━━━━━ Extrait

Stalker, version 2023 © Janus Films

La photographie du film ne constitue pas l’unique qualité de ce classique. L’usage du son est discret, mais primordial pour la quête du trio. Si la musique que le réalisateur avait lui même qualifié de «ouatée, à peine audible» ponctue épisodiquement l’image, le jeu sur les sons intradiégétiques construit la dimension fantastique de l’histoire. Cette étrangeté sonore naît de la collaboration avec Edouard Artemiev, compositeur qui a travaillé sur trois films de Tarkovski. Grâce à la musique électronique, la plupart des bruits naturalistes sont modifiés, générant ainsi une bande sonore expérimentale et insolite. L’association entre une musique subtile qui traverse le film et les sons teintés d’irréalisme invitent le spectateur à questionner sa propre réalité; entend-il vraiment ces sons ou proviennent-ils de son imagination?

━━━━━━━━━━

Travail à faire:
**A.** Résumez en deux phrases l'extrait sur le son de Stalker.
**B.** Poursuivez l'extrait sur le son de Stalker à partir de sa dernière phrase.
Les lignes qui suivent proviennent d'une autre source.

━━━━━ Données présentées

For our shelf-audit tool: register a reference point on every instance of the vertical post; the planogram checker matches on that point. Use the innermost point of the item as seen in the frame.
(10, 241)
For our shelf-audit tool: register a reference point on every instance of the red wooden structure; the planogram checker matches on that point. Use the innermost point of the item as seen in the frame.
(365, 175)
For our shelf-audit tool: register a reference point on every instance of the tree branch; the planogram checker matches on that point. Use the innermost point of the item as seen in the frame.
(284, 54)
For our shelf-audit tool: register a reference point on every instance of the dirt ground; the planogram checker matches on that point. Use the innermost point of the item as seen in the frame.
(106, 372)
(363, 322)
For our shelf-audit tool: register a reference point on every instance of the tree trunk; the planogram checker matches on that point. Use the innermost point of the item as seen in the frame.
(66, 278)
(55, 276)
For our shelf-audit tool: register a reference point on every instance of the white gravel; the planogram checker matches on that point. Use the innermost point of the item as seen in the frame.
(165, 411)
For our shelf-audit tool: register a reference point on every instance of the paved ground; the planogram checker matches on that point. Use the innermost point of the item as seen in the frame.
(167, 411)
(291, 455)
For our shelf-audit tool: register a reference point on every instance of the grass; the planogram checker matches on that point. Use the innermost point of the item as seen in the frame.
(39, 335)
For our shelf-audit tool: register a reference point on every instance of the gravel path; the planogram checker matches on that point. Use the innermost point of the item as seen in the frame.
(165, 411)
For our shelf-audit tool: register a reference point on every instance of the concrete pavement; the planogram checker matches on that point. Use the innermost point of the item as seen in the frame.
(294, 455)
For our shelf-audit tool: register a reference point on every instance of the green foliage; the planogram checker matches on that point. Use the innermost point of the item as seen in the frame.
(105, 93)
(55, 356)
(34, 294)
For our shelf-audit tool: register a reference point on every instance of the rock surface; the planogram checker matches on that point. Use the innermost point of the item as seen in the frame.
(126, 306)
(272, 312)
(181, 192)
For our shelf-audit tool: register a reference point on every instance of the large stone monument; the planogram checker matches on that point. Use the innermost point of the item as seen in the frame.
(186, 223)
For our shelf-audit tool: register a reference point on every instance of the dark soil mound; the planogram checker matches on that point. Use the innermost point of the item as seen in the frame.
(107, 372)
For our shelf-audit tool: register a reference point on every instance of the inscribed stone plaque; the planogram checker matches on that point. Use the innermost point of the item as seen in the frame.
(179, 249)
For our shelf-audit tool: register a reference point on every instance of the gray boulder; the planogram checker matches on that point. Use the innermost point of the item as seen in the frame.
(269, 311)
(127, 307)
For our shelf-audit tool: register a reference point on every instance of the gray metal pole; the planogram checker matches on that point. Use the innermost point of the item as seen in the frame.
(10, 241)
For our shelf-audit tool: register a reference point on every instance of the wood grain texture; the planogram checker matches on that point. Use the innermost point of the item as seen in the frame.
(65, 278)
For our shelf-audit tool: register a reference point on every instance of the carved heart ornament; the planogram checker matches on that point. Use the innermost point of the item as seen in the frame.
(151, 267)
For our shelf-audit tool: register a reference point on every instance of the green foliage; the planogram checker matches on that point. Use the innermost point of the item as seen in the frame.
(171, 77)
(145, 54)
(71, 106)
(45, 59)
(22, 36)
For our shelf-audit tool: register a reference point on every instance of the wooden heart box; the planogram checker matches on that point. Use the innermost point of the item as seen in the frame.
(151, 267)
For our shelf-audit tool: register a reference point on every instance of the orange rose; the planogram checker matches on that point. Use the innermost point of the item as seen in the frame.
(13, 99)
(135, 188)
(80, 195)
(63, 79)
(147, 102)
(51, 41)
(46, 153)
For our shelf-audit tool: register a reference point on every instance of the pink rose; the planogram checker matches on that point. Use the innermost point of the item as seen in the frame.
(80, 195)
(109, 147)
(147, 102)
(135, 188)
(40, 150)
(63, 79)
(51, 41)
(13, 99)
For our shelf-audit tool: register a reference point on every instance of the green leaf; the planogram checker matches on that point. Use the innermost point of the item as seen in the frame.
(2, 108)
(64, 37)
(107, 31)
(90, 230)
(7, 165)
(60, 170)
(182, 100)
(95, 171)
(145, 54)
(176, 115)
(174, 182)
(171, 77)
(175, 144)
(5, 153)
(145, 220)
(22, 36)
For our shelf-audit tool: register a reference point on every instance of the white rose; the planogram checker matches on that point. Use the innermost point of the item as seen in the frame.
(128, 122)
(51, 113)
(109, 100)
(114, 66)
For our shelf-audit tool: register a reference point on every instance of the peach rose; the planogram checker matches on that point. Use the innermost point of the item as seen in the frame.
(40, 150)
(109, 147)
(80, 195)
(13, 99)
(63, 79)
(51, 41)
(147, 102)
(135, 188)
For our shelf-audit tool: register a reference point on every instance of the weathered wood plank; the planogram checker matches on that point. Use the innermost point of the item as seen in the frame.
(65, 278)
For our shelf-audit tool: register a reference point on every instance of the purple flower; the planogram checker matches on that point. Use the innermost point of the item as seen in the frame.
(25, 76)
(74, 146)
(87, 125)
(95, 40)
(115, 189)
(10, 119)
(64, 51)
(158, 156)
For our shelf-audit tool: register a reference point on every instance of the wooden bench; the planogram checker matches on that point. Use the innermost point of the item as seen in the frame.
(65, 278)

━━━━━━━━━━

Réponses dans l'ordre:
**A.** Au-delà de sa photographie, Stalker repose sur un usage du son discret mais essentiel : une musique feutrée ponctue parfois l'image, tandis que les sons intradiégétiques, transformés par la musique électronique d'Edouard Artemiev, construisent la dimension fantastique de l'histoire. Cette association invite le spectateur à se demander s'il entend vraiment ces sons ou s'ils viennent de son imagination.

**B.**
Sur le droit chemin

Cette interrogation reflète l’intention principale du réalisateur, à savoir la question du doute permanent. Le film est porteur d’une atmosphère particulière, oscillant entre consistance et confusion. Entre les discours philosophiques tenus par les personnages et les moments où l’onirisme prend le dessus, le groupe s’avance toujours vers la chambre. Par les détours fantastiques que Tarkovski propose tantôt à l’image tantôt par le biais sonore ou par les détours des chemins empruntés, tous se réunissent en un seul but: la quête de sens et de foi. Si la longueur du film peut décourager à certains moments, elle traduit pourtant la progression sinueuse de cette introspection et souligne l’ambiance hypnotique qui traverse le récit.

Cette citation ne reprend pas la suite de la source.